L’exploitation des gaz de schiste aux Etats-Unis

Les Etats-Unis représentent actuellement une capacité de production de premier plan au niveau des hydrocarbures, un état de fait causé en particulier par des décisions liées au renouveau de l’exploitation des gaz de schistes. Ces décisions représentent un exemple intéressant des méthodes et objectifs de la communication politique de ce pays lors des très nombreuses polémiques opposant ses deux principaux partis.

Contexte géopolitique et stratégique

La politique du pétrole représente, pour l’Occident en général et les Etats-Unis en particulier, un pilier fondamental de la puissance économique, diplomatique et militaire, servant dans celles-ci aussi bien de moyen que de but. Les pays de l’OPEP, de même que les autres producteurs de pétrole, se sont eux-mêmes servis de l’arme pétrolière pour influencer les politiques des superpuissances pendant et après la Guerre Froide. L’importance de cette matière première tient en ses deux applications fondamentales : la source d’énergie et les matériaux hydrocarbonés.

L’utilisation des dérivés du pétrole comme carburant pour des moteurs ou des générateurs est fondamentale pour toutes les économies modernes, puisqu’il s’agit de produits ayant une densité énergétique et une facilité d’utilisation sans équivalent. La quasi-totalité de la chaine logistique des économies planétaires (tous les véhicules à moteur, excepté les véhicules électriques et certains trains suivant ce type d’alimentation) et un tiers de la production d’électricité mondiale (31,4 % en 2012 d’après l’Agence Internationale de l’Energie) proviennent de ces dérivés du pétrole.

De façon toute aussi importante, le pétrole est constitué d’hydrocarbures de composition complexe servant de base à l’ensemble de la chimie organique, et avec elle d’une quantité considérable de matériaux tels que les plastiques. Central à la production, la consommation et le transport, le pétrole est donc une, si ce n’est la ressource-clef de l’industrie du XXème siècle et de ce début du XXIème.

▶ _Données enregistrées_:
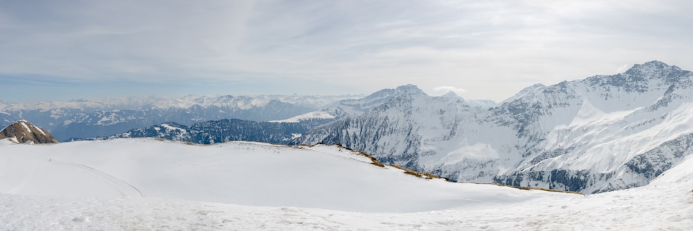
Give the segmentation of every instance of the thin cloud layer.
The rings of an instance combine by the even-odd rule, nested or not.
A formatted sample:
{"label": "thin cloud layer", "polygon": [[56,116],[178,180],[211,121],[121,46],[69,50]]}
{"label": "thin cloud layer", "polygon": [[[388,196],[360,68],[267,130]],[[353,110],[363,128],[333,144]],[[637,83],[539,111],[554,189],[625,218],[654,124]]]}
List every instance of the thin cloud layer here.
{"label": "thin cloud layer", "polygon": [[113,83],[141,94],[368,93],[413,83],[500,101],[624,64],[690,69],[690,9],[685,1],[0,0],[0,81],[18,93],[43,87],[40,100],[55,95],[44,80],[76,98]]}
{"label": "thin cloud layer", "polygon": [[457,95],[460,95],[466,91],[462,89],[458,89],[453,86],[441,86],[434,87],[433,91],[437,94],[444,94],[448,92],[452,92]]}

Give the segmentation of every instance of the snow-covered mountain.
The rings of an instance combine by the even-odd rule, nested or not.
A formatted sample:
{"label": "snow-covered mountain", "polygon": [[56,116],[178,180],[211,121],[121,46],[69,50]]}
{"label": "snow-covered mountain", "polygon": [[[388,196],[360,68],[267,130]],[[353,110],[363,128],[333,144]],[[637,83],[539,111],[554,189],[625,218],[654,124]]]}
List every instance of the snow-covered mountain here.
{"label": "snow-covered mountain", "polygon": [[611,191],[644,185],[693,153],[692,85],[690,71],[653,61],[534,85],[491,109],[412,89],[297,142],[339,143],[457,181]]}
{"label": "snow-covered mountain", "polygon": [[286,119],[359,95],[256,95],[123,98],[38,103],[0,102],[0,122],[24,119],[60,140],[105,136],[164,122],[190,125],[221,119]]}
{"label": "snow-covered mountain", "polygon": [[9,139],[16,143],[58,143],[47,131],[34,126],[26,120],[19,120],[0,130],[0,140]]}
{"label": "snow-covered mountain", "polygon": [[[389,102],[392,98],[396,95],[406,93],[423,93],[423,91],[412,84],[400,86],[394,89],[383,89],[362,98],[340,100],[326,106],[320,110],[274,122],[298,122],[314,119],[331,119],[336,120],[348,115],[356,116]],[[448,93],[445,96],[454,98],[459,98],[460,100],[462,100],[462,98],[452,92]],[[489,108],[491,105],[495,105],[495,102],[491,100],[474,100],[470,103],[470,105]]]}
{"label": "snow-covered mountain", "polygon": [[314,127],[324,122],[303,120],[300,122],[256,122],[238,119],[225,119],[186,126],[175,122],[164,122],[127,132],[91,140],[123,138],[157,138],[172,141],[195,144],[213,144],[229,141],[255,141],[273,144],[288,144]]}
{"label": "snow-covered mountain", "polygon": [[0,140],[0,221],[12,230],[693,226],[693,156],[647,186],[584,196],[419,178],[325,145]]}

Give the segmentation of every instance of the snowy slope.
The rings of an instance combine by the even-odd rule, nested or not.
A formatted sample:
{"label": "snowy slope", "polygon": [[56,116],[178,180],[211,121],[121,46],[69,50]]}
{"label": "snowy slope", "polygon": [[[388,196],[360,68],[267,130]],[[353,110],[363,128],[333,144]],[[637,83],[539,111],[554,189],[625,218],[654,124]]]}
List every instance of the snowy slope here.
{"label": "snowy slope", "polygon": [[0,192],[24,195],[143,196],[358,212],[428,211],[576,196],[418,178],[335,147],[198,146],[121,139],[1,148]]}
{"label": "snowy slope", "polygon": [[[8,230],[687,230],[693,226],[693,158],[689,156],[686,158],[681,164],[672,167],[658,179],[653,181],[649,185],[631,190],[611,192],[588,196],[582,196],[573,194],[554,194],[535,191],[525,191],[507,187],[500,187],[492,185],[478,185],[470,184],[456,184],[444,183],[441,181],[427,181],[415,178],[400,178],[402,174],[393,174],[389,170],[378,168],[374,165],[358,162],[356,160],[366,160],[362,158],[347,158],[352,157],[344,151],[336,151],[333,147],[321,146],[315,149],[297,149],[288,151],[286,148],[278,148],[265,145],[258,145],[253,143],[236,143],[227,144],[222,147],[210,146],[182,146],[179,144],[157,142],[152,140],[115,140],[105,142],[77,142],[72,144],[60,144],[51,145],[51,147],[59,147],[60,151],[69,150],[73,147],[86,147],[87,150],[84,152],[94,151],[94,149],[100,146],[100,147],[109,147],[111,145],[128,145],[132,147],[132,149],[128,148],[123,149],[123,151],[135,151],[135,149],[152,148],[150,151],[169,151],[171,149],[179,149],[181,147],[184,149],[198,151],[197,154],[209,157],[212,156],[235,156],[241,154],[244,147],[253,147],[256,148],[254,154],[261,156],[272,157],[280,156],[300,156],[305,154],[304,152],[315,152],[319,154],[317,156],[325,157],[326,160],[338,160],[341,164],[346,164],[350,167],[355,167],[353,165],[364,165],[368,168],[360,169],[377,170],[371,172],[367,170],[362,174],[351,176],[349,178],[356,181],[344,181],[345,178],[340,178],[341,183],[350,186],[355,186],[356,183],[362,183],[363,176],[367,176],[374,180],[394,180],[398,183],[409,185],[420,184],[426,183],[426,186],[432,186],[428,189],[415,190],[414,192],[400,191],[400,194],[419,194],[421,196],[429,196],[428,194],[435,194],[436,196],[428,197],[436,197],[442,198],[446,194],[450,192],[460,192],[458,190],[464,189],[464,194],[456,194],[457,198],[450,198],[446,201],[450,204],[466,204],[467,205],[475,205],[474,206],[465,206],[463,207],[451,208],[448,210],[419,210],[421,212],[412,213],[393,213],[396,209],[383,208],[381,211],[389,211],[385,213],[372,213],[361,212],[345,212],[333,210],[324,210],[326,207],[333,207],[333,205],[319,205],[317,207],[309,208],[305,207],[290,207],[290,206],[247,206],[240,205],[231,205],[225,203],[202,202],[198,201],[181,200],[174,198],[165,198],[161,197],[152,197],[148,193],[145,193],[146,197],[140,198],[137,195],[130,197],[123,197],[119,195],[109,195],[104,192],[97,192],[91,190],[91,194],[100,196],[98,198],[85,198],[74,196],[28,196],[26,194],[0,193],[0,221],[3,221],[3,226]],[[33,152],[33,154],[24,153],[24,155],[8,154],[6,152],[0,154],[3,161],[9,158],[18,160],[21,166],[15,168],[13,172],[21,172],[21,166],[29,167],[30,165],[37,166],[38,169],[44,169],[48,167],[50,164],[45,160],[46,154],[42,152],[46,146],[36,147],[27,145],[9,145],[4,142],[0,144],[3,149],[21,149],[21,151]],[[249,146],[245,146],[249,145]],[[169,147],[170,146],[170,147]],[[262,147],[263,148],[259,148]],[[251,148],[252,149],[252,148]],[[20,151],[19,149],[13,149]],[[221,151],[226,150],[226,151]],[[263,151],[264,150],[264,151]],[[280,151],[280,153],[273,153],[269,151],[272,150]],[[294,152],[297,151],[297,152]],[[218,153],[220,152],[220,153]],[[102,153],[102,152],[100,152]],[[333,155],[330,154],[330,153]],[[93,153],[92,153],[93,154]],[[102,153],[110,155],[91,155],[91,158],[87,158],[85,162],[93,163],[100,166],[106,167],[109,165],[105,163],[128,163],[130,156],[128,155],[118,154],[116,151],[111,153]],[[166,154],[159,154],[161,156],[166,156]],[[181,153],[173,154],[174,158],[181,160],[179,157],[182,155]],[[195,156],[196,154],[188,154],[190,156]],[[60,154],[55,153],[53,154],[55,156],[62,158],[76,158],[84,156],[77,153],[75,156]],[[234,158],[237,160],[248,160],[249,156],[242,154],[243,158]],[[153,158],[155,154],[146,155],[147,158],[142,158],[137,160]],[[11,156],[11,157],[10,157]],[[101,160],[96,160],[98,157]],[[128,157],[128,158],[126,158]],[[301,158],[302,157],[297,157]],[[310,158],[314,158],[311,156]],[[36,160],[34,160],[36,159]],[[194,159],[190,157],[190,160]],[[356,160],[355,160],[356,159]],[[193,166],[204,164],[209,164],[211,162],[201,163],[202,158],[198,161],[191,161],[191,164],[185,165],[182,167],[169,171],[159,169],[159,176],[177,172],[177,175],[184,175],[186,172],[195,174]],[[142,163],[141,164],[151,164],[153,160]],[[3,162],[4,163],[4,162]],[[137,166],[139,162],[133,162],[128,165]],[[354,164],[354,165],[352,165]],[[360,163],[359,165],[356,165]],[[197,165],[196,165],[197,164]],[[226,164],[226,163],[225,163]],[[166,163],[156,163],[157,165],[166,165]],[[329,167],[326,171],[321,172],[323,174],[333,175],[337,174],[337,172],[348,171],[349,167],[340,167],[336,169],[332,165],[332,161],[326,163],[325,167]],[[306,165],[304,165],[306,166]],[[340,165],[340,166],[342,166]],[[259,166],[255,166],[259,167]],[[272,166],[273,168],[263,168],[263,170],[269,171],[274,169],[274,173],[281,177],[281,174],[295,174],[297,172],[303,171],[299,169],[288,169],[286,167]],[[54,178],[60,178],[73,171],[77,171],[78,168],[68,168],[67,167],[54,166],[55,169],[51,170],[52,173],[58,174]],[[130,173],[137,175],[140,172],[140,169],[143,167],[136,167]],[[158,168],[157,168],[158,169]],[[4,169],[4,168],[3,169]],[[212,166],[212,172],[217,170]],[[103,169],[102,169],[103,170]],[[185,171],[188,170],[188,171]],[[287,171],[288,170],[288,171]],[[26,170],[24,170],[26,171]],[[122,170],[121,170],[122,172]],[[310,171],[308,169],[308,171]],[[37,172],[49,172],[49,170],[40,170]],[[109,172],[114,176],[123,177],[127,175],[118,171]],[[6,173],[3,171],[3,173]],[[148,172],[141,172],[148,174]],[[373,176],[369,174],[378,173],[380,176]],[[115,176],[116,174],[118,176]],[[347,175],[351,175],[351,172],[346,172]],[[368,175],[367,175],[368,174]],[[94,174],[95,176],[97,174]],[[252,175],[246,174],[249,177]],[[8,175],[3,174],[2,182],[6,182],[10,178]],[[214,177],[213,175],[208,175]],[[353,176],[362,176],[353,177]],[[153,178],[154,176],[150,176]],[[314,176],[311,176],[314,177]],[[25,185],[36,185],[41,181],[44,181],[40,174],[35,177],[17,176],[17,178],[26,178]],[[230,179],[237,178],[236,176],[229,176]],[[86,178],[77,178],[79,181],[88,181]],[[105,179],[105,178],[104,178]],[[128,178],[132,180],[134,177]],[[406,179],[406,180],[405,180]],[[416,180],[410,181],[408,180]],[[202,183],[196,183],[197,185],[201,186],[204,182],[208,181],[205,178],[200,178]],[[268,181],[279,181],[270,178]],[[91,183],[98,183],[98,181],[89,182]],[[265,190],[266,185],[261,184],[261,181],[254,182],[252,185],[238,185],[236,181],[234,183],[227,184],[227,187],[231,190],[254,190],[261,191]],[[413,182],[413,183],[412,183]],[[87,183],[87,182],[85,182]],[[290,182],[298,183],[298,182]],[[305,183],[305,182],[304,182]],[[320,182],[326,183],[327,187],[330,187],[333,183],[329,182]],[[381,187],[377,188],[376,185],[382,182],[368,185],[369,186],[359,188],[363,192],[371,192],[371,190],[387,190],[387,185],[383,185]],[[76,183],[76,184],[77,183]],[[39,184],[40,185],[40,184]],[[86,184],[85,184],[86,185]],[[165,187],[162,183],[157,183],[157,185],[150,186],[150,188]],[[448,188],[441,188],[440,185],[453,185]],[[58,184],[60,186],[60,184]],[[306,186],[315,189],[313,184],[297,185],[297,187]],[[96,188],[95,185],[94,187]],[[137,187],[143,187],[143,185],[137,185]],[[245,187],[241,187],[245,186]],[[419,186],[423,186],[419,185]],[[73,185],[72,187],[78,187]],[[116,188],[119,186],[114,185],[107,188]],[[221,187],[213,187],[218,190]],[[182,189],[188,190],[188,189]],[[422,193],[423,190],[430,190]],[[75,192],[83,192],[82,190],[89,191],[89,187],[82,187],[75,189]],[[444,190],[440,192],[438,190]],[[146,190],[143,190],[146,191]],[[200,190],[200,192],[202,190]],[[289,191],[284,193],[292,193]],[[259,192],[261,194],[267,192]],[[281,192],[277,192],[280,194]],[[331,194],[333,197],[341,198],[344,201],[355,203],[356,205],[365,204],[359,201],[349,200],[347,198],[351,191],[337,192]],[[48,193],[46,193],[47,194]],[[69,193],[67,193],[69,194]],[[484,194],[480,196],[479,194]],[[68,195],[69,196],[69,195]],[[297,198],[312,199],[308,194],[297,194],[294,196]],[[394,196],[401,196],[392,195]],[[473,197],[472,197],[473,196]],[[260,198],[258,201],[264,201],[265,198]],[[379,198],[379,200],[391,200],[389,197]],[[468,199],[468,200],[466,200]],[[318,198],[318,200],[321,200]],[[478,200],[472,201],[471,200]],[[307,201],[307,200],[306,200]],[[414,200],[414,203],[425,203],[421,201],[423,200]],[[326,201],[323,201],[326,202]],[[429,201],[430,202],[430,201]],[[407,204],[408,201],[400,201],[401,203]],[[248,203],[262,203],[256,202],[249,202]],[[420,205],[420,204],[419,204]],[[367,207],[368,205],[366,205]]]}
--
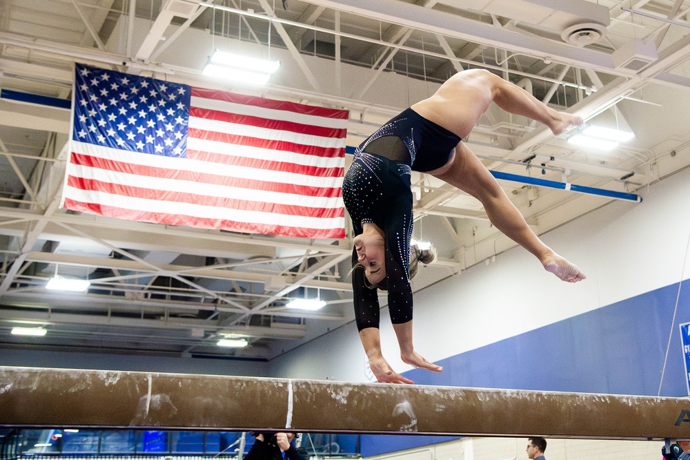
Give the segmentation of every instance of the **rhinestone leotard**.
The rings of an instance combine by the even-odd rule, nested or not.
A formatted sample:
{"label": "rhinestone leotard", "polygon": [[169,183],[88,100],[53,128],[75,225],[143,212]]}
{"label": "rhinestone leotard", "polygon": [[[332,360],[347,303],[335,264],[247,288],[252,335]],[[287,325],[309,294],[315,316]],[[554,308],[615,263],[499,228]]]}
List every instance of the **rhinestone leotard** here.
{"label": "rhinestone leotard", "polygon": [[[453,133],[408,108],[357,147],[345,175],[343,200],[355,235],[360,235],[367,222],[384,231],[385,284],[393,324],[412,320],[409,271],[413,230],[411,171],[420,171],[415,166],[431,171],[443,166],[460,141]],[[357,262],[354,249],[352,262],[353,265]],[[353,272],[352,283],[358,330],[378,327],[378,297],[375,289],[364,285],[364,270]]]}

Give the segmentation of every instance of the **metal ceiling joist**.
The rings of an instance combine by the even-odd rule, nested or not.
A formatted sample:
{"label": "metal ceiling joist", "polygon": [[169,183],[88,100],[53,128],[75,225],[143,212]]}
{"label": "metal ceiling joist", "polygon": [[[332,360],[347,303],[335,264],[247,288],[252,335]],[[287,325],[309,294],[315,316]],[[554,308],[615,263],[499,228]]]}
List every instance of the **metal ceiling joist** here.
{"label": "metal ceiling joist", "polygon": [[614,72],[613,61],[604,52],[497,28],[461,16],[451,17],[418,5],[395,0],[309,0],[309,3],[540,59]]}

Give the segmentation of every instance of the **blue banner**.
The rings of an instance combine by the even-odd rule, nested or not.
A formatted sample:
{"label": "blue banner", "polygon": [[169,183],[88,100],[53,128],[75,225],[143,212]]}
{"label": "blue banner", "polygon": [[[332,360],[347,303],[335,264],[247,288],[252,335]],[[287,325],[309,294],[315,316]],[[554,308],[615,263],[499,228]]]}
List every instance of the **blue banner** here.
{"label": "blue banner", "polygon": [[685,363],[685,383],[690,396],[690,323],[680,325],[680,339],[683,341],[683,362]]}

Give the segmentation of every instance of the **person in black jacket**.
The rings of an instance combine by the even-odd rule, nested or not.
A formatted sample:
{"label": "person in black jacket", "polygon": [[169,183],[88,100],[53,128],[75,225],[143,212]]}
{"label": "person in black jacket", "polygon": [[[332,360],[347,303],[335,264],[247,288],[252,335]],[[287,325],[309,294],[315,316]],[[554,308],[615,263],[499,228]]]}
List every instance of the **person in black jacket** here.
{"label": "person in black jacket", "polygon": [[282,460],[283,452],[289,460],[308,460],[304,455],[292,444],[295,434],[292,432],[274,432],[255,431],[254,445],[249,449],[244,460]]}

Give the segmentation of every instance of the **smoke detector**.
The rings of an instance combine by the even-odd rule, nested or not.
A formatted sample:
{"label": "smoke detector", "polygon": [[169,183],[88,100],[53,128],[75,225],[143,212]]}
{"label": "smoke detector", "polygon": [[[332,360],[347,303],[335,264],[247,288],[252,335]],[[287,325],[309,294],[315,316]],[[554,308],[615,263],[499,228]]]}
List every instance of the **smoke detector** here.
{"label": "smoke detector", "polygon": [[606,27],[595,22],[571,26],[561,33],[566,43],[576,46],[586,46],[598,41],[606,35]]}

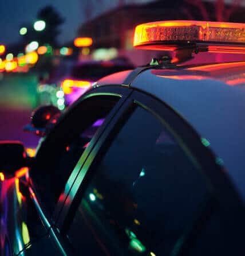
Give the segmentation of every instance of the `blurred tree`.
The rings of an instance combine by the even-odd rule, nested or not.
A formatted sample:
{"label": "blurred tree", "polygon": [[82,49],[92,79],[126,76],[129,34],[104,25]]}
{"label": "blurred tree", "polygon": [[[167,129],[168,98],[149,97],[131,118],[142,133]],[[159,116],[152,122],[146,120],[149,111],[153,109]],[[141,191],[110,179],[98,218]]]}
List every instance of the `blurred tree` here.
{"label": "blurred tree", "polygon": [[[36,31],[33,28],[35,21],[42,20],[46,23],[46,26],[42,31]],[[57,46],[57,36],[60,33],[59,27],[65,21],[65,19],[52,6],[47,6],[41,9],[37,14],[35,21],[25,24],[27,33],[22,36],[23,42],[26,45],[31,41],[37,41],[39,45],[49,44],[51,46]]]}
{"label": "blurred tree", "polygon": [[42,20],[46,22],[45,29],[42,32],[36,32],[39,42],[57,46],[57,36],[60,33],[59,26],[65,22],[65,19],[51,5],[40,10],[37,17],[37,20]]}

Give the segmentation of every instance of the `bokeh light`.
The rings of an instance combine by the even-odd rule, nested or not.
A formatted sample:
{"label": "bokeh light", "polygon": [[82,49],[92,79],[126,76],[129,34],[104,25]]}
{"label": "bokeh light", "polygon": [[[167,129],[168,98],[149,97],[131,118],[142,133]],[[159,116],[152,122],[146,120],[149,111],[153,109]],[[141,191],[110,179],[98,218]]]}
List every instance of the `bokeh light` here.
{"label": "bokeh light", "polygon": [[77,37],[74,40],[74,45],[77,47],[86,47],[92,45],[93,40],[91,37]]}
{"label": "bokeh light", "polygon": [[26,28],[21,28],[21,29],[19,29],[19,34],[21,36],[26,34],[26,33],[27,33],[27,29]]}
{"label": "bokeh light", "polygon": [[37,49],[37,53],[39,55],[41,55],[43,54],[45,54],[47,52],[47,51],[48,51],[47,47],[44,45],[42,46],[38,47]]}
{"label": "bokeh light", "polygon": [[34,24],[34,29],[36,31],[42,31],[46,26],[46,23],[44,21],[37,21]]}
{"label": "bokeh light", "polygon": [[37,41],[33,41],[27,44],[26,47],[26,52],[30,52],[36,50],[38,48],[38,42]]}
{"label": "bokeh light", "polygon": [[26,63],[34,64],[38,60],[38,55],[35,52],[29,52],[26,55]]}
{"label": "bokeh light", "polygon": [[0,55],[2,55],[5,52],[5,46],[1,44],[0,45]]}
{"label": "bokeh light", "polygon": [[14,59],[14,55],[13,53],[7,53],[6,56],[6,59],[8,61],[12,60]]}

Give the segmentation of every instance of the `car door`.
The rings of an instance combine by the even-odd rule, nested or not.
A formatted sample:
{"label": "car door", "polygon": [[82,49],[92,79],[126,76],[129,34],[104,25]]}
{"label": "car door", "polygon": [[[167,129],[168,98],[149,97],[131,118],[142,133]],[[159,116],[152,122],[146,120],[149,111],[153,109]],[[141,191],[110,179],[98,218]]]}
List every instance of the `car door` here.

▶ _CONSIGNES_:
**a)** Recopiez mot pour mot le passage du texte sur les gaz de schiste qui commence à « Contexte géopolitique et » et se termine à « les matériaux hydrocarbonés. ».
**b)** Poursuivez la rédaction du texte sur l’exploitation des gaz de schiste aux États-Unis à partir de sa dernière phrase.

▶ _RÉPONSES ATTENDUES_:
**a)**
Contexte géopolitique et stratégique

La politique du pétrole représente, pour l’Occident en général et les Etats-Unis en particulier, un pilier fondamental de la puissance économique, diplomatique et militaire, servant dans celles-ci aussi bien de moyen que de but. Les pays de l’OPEP, de même que les autres producteurs de pétrole, se sont eux-mêmes servis de l’arme pétrolière pour influencer les politiques des superpuissances pendant et après la Guerre Froide. L’importance de cette matière première tient en ses deux applications fondamentales : la source d’énergie et les matériaux hydrocarbonés.

**b)**
Au niveau géopolitique, cette importance se manifeste de façon claire avec une relation marquée entre la croissance – voire la survie comme c’est le cas au Venezuela –  des économies et les tarifs du pétrole. Une capacité de production conséquente présente donc des atouts stratégiques majeurs pour le pays qui la détient, et qui peuvent se présenter de différentes manières, avec entre autres :

  • Source de revenus supplémentaire pour de l’investissement stratégique ou le soutien de politiques publiques.
  • Indépendance stratégique.
  • Attractivité de certaines industries.
  • Arme pétrolière (influence sur les prix du pétrole comme mesure d’encouragement ou de rétorsion).

Les dernières décennies ont vu, de par la pénurie annoncée de pétrole, une intensification des travaux de prospection et des développements technologiques visant à permettre l’accès à des gisements jusqu’alors inexploitables. Un des types de gisements considérés récemment est celui dit des sables bitumineux, des roches contenant du kérogène, la substance intermédiaire entre les combustibles fossiles eux-mêmes et les organismes les ayant créés. Le renouveau de l’exploitation de ce type de gisements, jugés non-rentables à partir du XXème siècle, est à l’origine de polémiques importantes en termes d’intérêts industriels, stratégiques, écologiques et sociétaux dans les différents pays occidentaux où ils sont présents.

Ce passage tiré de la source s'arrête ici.